**HOW TO COMPLETE THIS TASK**
Write all of the entries again. Keep them exactly as they are.

▶

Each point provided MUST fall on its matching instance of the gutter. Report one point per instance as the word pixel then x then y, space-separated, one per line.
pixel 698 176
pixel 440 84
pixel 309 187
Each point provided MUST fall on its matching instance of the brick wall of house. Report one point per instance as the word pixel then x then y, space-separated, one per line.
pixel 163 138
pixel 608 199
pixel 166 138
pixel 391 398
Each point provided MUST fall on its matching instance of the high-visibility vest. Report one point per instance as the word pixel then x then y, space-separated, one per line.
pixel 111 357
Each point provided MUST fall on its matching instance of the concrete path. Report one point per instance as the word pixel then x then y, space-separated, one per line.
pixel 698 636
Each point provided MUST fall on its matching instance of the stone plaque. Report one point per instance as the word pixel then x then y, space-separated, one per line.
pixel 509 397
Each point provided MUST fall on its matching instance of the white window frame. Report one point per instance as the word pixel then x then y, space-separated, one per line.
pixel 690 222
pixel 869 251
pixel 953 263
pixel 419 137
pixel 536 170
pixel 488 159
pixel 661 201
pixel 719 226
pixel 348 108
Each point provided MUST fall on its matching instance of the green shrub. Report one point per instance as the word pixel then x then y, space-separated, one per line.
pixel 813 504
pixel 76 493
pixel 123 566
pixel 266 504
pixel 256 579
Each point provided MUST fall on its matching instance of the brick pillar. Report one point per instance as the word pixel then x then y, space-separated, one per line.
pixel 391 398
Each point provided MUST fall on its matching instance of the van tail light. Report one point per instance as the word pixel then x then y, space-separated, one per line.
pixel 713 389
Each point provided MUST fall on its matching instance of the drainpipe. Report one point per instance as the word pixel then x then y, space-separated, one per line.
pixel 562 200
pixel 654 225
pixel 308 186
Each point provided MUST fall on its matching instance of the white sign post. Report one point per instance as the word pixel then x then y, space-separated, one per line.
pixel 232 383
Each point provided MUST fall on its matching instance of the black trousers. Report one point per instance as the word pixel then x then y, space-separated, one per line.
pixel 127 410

◀

**ANSWER TO THIS PROBLEM**
Each point provided MUST fall on its matching instance of the gutter. Report one point per instance as the word pixel then x then y, space-separated, one per line.
pixel 698 176
pixel 440 84
pixel 309 187
Each point provided MUST fall on its matching instance of the brick wall of house. Report one point per instance as the word pixel then x then y, space-separated, one per line.
pixel 163 138
pixel 608 199
pixel 166 138
pixel 391 398
Each point provided MUST fall on its matching instance of the high-visibility vest. Report one point per instance as the word pixel then x then y, space-separated, one per line.
pixel 111 357
Each point provided MUST fall on its matching instance of the concrete path. Report one point per instance as the word pixel then x then y, space-separated, one per line.
pixel 698 636
Each point provided MUST fall on its matching instance of the stone plaque. Report one point per instance as the word pixel then x then y, space-separated, one per line.
pixel 509 397
Each point provided MUST fall on its matching instance of the white window frame. Report one point per instance as the word pixel then x then y, space-separated, one per line.
pixel 690 222
pixel 869 251
pixel 953 263
pixel 419 137
pixel 536 170
pixel 488 159
pixel 661 201
pixel 719 226
pixel 348 108
Each point provided MUST fall on its matching instance of the green shrub. Report one point per instance as the word pixel then x then y, space-separated, one per line.
pixel 813 504
pixel 76 493
pixel 123 566
pixel 266 504
pixel 256 579
Each point provided MUST fall on its matching instance of the brick pillar. Report one point per instance as the word pixel then x then y, space-separated, one per line.
pixel 391 398
Each point provided MUST fall on its matching instance of the van tail light. Report one point per instance as the word pixel then x then y, space-separated, one per line.
pixel 713 389
Each point provided MUST fall on its matching instance of the drainpipe. Report one point per instance as the word pixel then x then y, space-separated, one per line.
pixel 562 200
pixel 654 225
pixel 308 186
Each point provided MUST fall on its matching instance of the white sign post. Report one point per instance as the word pixel then x then y, space-separated, one per line.
pixel 232 383
Each point provided MUST fall on its matching instance of the black trousers. Report one point per instance as the word pixel then x then y, space-separated, one per line.
pixel 127 410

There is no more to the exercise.